▸ **Required work**
Update everything from the line containing "Where can the rough" down to the end of the records by changing "stone" to "rock". Leave all else as it stands.

▸ **Record list**
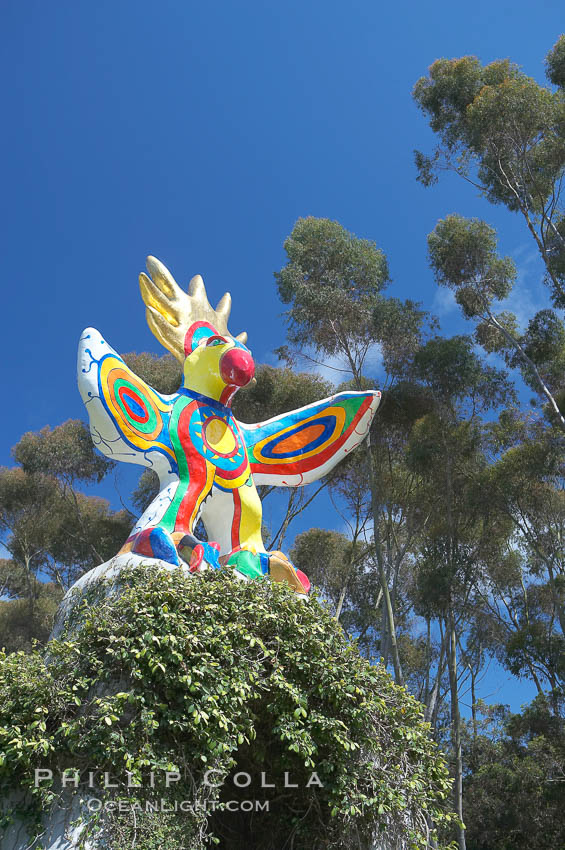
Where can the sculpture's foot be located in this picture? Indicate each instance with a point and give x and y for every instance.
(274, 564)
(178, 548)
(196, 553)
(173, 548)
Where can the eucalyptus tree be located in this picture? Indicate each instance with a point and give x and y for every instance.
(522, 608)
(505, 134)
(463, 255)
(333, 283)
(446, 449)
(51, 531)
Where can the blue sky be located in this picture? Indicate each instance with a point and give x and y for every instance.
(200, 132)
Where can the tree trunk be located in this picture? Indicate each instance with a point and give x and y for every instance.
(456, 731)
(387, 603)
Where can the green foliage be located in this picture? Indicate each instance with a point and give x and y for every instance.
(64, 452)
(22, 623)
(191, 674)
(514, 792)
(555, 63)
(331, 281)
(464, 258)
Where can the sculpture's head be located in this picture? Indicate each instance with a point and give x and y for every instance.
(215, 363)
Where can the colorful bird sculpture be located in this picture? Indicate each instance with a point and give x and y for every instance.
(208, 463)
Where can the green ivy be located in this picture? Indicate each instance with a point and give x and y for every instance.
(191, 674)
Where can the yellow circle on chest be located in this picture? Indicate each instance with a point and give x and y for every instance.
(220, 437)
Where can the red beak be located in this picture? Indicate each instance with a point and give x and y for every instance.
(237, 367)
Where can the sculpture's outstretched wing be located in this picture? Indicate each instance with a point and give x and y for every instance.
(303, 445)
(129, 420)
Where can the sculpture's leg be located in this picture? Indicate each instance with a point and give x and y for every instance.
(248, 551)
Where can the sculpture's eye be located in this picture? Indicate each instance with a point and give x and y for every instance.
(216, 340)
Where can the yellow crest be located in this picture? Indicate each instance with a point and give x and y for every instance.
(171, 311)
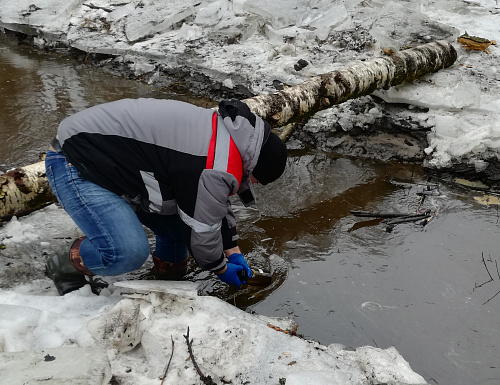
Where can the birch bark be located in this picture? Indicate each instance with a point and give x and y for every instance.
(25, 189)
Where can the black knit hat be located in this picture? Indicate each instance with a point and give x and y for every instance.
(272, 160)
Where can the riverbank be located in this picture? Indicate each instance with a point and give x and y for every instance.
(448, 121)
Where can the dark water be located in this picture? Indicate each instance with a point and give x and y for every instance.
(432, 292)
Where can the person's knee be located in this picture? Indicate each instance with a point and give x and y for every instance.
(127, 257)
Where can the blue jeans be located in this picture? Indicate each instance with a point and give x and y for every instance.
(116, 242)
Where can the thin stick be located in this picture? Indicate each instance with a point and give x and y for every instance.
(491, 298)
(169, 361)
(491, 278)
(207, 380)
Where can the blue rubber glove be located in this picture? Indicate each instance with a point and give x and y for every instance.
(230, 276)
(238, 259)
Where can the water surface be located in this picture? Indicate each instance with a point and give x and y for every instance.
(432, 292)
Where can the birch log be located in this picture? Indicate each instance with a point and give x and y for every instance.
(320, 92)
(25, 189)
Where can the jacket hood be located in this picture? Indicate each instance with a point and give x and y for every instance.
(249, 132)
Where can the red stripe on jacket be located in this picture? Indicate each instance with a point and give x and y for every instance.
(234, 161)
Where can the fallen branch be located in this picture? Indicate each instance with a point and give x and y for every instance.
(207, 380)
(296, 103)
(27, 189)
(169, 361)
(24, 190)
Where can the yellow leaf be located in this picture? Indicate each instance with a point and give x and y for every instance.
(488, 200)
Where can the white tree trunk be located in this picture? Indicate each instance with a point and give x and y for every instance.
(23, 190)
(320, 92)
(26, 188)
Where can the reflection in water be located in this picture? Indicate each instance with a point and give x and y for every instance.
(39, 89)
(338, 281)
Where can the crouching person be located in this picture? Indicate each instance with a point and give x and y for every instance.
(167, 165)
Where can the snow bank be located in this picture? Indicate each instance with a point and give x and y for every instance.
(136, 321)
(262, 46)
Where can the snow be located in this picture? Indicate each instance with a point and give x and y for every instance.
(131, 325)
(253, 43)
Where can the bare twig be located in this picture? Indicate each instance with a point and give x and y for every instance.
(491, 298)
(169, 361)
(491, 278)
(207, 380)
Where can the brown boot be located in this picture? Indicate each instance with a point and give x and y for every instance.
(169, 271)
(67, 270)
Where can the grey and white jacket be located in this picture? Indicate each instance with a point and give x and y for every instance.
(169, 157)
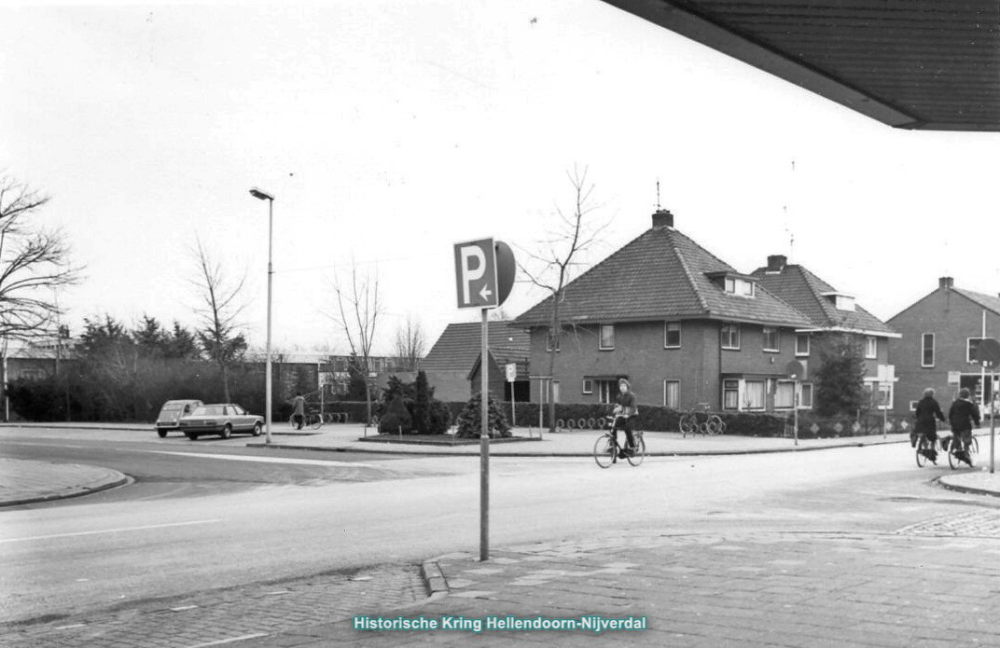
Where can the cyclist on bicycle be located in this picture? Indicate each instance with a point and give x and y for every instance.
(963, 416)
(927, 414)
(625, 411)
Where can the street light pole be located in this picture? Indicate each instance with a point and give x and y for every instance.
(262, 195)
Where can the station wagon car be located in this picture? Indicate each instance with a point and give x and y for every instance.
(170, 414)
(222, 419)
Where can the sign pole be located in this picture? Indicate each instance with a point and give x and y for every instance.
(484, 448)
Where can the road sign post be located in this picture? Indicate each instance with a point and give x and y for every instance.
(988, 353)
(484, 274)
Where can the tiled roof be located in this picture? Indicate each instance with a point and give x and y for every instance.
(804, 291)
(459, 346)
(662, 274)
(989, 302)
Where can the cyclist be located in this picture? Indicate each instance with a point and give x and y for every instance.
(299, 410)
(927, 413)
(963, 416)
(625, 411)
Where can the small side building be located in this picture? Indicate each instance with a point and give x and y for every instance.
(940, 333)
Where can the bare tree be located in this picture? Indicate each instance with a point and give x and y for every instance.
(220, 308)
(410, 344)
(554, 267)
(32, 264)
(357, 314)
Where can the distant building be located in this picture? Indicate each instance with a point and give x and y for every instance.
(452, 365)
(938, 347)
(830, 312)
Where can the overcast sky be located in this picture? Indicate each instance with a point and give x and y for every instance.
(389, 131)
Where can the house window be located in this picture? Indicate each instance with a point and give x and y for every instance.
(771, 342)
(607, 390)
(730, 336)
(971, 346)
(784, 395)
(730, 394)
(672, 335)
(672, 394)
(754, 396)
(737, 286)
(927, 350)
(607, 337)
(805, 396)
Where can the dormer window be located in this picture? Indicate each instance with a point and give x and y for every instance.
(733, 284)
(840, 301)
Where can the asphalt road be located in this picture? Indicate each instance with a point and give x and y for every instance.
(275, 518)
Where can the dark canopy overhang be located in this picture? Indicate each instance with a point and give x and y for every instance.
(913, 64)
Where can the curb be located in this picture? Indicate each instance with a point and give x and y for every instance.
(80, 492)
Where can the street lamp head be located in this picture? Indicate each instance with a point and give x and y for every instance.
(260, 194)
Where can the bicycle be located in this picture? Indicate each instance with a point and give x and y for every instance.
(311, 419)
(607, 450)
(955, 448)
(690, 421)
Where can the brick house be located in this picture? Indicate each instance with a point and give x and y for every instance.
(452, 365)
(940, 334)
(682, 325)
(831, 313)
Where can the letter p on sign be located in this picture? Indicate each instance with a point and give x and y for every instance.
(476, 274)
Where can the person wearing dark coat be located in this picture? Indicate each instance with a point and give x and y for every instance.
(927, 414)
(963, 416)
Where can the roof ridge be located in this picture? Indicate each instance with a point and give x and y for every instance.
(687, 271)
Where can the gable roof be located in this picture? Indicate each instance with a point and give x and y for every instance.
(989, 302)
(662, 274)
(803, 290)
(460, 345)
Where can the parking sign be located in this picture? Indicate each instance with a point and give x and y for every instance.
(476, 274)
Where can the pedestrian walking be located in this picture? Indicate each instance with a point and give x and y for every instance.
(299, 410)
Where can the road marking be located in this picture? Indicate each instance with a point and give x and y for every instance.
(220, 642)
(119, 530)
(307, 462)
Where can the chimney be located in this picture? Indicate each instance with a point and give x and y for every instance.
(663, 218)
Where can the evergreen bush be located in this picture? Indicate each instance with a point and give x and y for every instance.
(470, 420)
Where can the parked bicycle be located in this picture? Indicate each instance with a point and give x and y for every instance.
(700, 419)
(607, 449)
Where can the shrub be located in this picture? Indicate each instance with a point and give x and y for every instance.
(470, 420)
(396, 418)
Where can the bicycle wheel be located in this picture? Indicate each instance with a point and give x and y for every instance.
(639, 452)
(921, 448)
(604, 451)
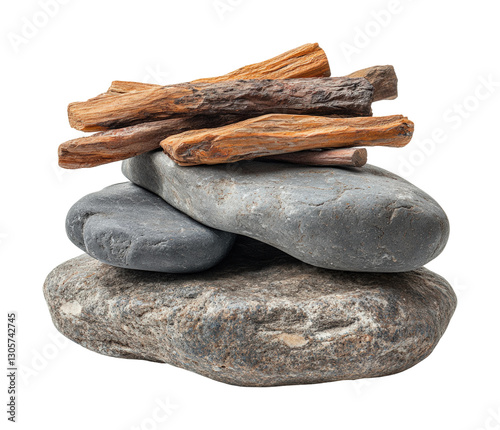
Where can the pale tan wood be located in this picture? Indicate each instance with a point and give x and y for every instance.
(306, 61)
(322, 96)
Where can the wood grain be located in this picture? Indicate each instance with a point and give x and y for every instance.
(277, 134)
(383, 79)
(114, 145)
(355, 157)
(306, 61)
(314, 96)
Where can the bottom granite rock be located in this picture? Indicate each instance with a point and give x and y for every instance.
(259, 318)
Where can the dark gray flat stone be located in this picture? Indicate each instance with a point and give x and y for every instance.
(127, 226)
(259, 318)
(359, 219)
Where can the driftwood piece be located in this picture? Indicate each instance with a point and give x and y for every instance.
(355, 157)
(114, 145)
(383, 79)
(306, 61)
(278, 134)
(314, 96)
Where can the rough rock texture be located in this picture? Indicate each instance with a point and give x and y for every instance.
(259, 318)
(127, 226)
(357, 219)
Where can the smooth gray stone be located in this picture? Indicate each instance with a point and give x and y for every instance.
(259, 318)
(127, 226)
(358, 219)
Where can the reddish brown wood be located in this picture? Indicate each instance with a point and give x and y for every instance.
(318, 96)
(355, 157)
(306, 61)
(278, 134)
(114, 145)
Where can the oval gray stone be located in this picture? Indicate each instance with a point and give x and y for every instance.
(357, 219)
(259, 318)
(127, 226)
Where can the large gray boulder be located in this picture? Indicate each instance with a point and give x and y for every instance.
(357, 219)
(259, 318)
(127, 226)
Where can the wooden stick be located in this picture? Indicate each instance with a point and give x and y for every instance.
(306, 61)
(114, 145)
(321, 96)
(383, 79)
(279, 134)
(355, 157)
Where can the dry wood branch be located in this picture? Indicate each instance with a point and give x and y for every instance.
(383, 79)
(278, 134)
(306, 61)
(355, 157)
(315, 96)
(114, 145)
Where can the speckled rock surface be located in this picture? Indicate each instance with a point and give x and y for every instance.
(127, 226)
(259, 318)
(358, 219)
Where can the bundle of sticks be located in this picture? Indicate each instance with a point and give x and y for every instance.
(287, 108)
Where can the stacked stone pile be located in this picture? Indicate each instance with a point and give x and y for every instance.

▸ **Output for this exercise**
Where can the rough rock texture be located in this picture? Indicate each instance with a point and give x and y for every instance.
(259, 318)
(127, 226)
(357, 219)
Where can the smooth gray rock be located in this picture? Indicate each instance with a point and give x and y for every instance.
(259, 318)
(127, 226)
(358, 219)
Where can the reddish brown wood be located in this picture? Indicate each instance with a point and give x and y for every instance.
(318, 96)
(355, 157)
(306, 61)
(278, 134)
(114, 145)
Where can the oval gray rock be located in this picture? Indicate each instance with a point and give x and y for every instance.
(357, 219)
(259, 318)
(127, 226)
Where can the large gray boulder be located in this picture? Indicate each instance with a point and give x and y for every instance.
(357, 219)
(259, 318)
(127, 226)
Where can the wooden stick be located in this picture? Indicate each instance with a point and give x and y for every instance.
(306, 61)
(114, 145)
(321, 96)
(383, 79)
(279, 134)
(355, 157)
Where can the dry wood branch be located in this picture? Indicate each instance with a point and give x and y for every instance.
(383, 79)
(278, 134)
(306, 61)
(355, 157)
(315, 96)
(114, 145)
Where can the speckled rock surface be located in this picture? Indicate each instance with a point and give x and y for every instance.
(127, 226)
(259, 318)
(358, 219)
Where can the bundle of sticks be located in this picture? Indicate each instance with a point and give x and y for every instance.
(287, 108)
Where can the stacked rock pile be located in this picture? Indicate each instance with a point and give x and y for every instance.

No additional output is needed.